==== Stored data

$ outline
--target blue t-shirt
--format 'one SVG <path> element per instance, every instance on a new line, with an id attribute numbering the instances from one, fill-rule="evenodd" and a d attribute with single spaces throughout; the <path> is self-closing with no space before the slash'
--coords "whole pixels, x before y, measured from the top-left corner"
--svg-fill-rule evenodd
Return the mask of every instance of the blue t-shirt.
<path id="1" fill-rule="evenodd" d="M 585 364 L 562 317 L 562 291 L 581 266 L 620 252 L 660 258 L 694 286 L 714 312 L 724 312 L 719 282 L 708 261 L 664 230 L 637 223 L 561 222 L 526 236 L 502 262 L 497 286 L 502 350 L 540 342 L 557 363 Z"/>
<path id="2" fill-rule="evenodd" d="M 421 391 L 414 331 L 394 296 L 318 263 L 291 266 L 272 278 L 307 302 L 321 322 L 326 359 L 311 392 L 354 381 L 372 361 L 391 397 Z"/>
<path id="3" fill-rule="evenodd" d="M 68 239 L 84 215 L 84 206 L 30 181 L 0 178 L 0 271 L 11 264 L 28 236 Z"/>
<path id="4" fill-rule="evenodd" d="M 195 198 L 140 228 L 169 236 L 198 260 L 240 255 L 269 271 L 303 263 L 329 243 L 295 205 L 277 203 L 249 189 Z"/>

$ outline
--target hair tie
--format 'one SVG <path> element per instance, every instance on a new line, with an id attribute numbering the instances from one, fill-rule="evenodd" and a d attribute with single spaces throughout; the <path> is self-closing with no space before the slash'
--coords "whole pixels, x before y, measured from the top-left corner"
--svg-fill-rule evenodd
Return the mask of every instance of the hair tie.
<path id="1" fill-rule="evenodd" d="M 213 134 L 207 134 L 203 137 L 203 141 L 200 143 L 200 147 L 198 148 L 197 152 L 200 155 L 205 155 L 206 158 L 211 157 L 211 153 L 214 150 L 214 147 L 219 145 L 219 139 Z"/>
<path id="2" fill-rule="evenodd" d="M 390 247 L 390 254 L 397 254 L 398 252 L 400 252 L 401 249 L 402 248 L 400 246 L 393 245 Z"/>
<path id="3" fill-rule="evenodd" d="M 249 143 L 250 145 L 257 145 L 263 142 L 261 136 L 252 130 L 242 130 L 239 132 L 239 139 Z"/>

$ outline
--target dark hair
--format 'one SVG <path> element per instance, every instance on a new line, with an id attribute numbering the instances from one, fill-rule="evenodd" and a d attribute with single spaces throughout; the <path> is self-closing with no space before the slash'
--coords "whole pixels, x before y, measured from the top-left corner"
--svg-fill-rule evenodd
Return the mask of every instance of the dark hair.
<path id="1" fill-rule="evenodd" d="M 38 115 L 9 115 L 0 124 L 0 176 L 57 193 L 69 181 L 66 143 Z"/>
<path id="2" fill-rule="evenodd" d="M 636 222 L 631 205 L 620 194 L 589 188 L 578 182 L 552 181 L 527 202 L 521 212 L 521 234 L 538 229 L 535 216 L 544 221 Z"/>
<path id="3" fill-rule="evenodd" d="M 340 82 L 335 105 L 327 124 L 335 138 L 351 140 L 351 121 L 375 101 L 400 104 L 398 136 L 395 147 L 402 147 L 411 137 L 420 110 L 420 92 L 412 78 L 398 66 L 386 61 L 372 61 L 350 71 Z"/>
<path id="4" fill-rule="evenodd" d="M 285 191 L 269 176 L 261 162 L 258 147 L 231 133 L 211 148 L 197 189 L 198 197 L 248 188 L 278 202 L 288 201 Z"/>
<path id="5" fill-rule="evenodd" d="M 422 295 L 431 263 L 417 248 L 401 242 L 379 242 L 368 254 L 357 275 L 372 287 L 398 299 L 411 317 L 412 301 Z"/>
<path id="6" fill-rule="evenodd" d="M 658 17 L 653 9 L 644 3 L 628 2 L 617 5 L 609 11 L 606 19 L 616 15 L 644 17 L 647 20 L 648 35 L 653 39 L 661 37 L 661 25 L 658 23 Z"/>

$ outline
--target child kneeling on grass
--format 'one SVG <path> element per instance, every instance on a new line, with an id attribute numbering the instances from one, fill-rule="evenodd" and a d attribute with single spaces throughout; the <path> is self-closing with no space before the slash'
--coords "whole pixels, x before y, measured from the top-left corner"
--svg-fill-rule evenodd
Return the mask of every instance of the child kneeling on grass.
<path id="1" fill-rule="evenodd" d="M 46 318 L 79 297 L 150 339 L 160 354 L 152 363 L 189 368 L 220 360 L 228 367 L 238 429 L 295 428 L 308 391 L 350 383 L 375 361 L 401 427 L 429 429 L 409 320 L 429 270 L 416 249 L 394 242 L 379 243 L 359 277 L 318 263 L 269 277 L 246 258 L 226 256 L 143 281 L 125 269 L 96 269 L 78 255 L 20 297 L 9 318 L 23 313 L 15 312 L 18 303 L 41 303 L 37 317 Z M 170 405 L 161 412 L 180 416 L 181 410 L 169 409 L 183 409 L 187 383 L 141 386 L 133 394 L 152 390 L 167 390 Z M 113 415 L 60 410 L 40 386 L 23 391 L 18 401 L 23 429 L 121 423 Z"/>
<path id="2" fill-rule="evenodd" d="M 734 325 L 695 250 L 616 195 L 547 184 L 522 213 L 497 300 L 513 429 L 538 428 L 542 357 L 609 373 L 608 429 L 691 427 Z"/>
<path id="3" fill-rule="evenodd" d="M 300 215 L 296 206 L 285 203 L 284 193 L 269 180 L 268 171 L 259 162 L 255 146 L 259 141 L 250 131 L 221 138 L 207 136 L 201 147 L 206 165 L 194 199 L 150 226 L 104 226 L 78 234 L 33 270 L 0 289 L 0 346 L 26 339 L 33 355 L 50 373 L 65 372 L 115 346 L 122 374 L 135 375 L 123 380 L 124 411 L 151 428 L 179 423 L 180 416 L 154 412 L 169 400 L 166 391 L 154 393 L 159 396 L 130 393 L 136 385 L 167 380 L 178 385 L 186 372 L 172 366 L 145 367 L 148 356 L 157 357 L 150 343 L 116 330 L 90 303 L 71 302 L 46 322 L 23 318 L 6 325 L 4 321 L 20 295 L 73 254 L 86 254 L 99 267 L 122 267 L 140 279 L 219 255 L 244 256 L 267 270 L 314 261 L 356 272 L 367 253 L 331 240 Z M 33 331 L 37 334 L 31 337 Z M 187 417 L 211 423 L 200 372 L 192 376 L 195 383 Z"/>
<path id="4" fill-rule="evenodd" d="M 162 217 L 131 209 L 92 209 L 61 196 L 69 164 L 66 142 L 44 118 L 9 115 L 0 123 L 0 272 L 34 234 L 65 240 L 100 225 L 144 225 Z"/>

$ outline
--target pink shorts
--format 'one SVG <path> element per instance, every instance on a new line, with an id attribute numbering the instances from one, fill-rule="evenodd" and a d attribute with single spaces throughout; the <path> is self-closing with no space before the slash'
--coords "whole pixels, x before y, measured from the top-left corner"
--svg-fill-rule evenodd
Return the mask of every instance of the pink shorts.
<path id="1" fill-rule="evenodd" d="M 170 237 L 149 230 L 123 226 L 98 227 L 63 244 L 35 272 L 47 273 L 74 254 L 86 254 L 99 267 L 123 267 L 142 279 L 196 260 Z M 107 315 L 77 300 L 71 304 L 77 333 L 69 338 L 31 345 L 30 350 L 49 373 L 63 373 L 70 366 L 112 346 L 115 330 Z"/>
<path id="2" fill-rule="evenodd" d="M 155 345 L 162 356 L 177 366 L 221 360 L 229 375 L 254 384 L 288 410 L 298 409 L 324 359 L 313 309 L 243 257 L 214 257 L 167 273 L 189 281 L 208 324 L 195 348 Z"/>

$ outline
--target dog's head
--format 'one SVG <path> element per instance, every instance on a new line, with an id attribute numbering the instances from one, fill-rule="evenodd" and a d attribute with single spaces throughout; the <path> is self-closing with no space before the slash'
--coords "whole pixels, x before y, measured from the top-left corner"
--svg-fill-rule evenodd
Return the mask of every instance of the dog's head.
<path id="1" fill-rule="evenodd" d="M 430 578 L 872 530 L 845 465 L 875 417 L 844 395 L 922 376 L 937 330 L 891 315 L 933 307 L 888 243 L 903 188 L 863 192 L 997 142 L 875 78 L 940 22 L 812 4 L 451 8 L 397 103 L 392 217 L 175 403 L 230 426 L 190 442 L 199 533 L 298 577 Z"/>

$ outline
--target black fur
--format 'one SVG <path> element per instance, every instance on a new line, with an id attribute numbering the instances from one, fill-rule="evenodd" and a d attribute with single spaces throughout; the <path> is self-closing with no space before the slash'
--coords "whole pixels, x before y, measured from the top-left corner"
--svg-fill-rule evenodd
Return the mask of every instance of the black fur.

========

#### [Requirement]
Reply with one number only: the count of lines in the entries that contain "target".

#### [Task output]
7